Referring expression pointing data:

****************

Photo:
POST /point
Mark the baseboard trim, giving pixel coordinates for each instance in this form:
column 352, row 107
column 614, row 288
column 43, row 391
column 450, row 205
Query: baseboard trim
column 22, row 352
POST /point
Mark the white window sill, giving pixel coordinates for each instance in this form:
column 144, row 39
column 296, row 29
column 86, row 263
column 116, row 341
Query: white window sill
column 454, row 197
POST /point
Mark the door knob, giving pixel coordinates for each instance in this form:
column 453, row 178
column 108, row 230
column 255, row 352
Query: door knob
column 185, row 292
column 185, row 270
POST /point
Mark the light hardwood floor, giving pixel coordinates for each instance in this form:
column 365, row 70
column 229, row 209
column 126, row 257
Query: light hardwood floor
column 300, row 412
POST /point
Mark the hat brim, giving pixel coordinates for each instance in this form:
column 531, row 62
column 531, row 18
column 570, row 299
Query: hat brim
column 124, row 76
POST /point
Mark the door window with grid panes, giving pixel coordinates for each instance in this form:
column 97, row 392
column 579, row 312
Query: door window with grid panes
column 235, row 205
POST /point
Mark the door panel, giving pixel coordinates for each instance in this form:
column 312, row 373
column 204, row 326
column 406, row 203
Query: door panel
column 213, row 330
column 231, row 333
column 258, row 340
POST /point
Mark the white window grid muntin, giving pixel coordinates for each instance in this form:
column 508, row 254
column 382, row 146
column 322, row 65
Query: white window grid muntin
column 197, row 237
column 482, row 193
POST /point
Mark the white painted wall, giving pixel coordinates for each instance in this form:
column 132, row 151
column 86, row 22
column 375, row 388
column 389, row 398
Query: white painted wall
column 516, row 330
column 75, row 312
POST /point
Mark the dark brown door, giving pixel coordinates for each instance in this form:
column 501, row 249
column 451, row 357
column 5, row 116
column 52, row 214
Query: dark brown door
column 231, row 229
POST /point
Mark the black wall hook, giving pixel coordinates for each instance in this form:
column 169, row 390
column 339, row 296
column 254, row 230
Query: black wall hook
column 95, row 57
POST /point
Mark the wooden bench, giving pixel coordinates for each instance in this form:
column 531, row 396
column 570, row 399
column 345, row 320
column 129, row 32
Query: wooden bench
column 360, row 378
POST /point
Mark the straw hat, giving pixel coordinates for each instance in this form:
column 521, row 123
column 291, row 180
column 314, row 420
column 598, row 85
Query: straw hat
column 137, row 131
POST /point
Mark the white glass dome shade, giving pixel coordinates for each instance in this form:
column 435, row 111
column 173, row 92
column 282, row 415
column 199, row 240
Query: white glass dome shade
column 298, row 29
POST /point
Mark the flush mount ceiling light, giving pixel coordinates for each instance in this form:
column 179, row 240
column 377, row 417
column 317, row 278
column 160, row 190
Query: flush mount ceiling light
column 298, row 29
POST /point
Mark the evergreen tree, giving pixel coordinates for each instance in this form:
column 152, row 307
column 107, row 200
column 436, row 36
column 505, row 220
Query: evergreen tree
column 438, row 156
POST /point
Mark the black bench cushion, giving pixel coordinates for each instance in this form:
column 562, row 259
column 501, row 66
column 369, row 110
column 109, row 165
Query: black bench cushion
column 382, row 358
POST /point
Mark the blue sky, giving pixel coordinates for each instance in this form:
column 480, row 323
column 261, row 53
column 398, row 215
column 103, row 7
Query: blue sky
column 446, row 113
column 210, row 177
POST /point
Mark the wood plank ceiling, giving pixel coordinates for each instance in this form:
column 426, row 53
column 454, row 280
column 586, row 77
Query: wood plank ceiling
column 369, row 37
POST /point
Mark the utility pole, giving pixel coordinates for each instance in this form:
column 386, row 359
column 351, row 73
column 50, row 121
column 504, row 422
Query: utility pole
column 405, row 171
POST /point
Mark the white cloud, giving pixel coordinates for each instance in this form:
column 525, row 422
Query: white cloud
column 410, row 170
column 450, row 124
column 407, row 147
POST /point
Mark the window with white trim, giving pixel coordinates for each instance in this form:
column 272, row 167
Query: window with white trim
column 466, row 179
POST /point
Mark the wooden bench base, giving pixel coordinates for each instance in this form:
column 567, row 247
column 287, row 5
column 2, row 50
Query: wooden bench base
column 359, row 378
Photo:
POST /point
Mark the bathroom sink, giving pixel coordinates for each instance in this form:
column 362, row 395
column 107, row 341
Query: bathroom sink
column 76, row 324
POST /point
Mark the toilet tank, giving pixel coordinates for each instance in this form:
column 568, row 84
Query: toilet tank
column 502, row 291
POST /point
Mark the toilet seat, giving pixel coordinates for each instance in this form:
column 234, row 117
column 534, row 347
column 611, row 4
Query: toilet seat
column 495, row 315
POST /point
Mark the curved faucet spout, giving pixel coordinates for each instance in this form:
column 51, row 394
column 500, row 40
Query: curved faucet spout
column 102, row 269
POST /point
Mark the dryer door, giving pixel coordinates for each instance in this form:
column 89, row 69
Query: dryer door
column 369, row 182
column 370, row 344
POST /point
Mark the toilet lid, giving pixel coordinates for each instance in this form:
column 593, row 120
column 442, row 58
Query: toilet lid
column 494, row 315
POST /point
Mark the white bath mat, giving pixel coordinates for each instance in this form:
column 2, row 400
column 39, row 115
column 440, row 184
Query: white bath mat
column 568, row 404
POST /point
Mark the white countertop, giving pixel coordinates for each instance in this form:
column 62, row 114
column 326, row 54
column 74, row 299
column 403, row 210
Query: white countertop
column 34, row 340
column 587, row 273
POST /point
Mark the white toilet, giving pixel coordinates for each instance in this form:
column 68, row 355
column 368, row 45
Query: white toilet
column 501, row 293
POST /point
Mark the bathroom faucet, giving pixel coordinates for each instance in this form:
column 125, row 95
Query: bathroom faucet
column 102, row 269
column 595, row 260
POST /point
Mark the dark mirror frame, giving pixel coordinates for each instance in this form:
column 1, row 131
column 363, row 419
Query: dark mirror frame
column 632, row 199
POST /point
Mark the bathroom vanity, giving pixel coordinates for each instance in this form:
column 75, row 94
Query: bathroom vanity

****************

▸ Task goal:
Top to bottom, the records above must be output exactly.

▸ Answer box:
Photo:
POST /point
Mark the baseboard trim, giving pixel coordinates for each instance in this form:
column 352, row 107
column 614, row 288
column 43, row 391
column 450, row 205
Query: baseboard trim
column 22, row 352
POST /point
Mark the white window sill, giving pixel coordinates for each instance in this form:
column 144, row 39
column 296, row 29
column 86, row 263
column 116, row 341
Query: white window sill
column 454, row 197
POST /point
Mark the door knob, giving pixel coordinates for each instance in this form:
column 453, row 178
column 108, row 230
column 255, row 352
Query: door knob
column 185, row 292
column 185, row 270
POST /point
Mark the light hardwood floor, giving pixel coordinates for each instance in this form:
column 365, row 70
column 229, row 209
column 126, row 257
Query: light hardwood floor
column 300, row 412
POST /point
Mark the hat brim, giving pixel coordinates for each instance in this form:
column 531, row 62
column 531, row 18
column 570, row 299
Query: hat brim
column 124, row 76
POST /point
Mark the door window with grid panes, giving pixel coordinates for each instance in this form:
column 97, row 392
column 579, row 312
Query: door window with grid panes
column 235, row 205
POST /point
Mark the door panel, giving pixel coordinates for each instance in this form:
column 312, row 373
column 204, row 326
column 406, row 203
Query: door panel
column 213, row 330
column 231, row 333
column 258, row 340
POST /point
Mark the white window grid muntin, giving pixel coordinates for each instance in this form:
column 508, row 254
column 382, row 146
column 322, row 65
Query: white window grid muntin
column 197, row 237
column 482, row 193
POST /point
Mark the white painted wall, giving pixel coordinates for each instance in this form:
column 132, row 151
column 86, row 22
column 375, row 388
column 389, row 398
Query: white painted wall
column 516, row 330
column 75, row 312
POST /point
Mark the dark brown door, giving pixel coordinates for each instance in this form:
column 501, row 249
column 451, row 357
column 5, row 116
column 52, row 214
Query: dark brown door
column 231, row 229
POST /point
Mark the black wall hook, giving pixel coordinates for each instance in this form:
column 169, row 390
column 339, row 296
column 254, row 230
Query: black wall hook
column 95, row 57
POST /point
Mark the wooden bench, giving pixel coordinates for each instance in this form:
column 531, row 396
column 570, row 399
column 345, row 320
column 129, row 32
Query: wooden bench
column 360, row 378
POST /point
Mark the straw hat, giving pixel coordinates for each instance in this form:
column 521, row 123
column 291, row 180
column 314, row 420
column 598, row 85
Query: straw hat
column 137, row 131
POST /point
Mark the white glass dome shade, giving pixel coordinates for each instance in this form:
column 435, row 111
column 173, row 92
column 282, row 415
column 199, row 240
Query: white glass dome shade
column 298, row 29
POST /point
Mark the flush mount ceiling light, giving pixel coordinates for each instance in this form:
column 179, row 240
column 377, row 417
column 317, row 278
column 160, row 190
Query: flush mount ceiling light
column 298, row 29
POST /point
Mark the evergreen tree, giving pixel coordinates for each instance in this form:
column 152, row 307
column 107, row 200
column 436, row 36
column 505, row 220
Query: evergreen tree
column 438, row 156
POST /point
Mark the black bench cushion, giving pixel coordinates for each instance in this form:
column 562, row 259
column 501, row 66
column 369, row 110
column 109, row 165
Query: black bench cushion
column 382, row 358
POST /point
Mark the blue sky, giving pixel coordinates for each instance in this form:
column 480, row 323
column 261, row 53
column 398, row 215
column 103, row 7
Query: blue sky
column 446, row 113
column 210, row 177
POST /point
Mark the wood plank ceiling, giving pixel coordinates for each instance in this form:
column 426, row 53
column 454, row 280
column 586, row 77
Query: wood plank ceiling
column 369, row 37
POST /point
Mark the utility pole, giving pixel coordinates for each instance in this form:
column 386, row 359
column 351, row 73
column 50, row 121
column 504, row 422
Query: utility pole
column 405, row 171
POST /point
Mark the white cloud, giving pixel coordinates for each instance in this form:
column 525, row 422
Query: white cloud
column 410, row 170
column 450, row 124
column 407, row 147
POST /point
Mark the window with white trim, giving pixel coordinates for each instance in this form:
column 272, row 167
Query: window with white trim
column 466, row 179
POST /point
Mark the wooden bench base, giving pixel coordinates for each instance in this form:
column 567, row 247
column 287, row 5
column 2, row 50
Query: wooden bench base
column 359, row 378
Photo:
POST /point
Mark the bathroom sink, giving pixel coordinates for each instance in this form:
column 362, row 395
column 107, row 341
Query: bathroom sink
column 76, row 324
POST /point
Mark the toilet tank, giving pixel coordinates for each instance in this form:
column 568, row 84
Query: toilet tank
column 502, row 291
POST /point
Mark the toilet seat, giving pixel coordinates for each instance in this form:
column 234, row 117
column 534, row 347
column 611, row 4
Query: toilet seat
column 495, row 315
POST /point
Mark the curved faucet spout, giving pixel coordinates for each instance in this form:
column 51, row 394
column 500, row 40
Query: curved faucet spout
column 102, row 269
POST /point
Mark the dryer door, giving pixel coordinates for each instance in this form:
column 89, row 69
Query: dryer door
column 369, row 182
column 370, row 344
POST /point
Mark the toilet lid, giving pixel coordinates for each instance in this form:
column 593, row 120
column 442, row 58
Query: toilet lid
column 494, row 315
POST /point
Mark the white bath mat, giving pixel coordinates for each instance in this form:
column 2, row 400
column 39, row 115
column 440, row 184
Query: white bath mat
column 568, row 404
POST /point
Mark the white countertop, giving pixel coordinates for each instance in this form:
column 62, row 114
column 326, row 54
column 74, row 299
column 403, row 210
Query: white countertop
column 34, row 340
column 587, row 273
POST /point
Mark the white toilet, giving pixel coordinates for each instance in this form:
column 68, row 355
column 368, row 45
Query: white toilet
column 501, row 293
POST /point
Mark the bathroom faucet, giving pixel coordinates for each instance in this form:
column 125, row 95
Query: bathroom faucet
column 102, row 269
column 595, row 260
POST /point
Mark the dark mirror frame, giving pixel coordinates for each instance in this form:
column 1, row 131
column 363, row 419
Query: dark mirror frame
column 632, row 199
POST /point
Mark the bathroom vanity, giving pixel coordinates for each instance in this form:
column 75, row 94
Query: bathroom vanity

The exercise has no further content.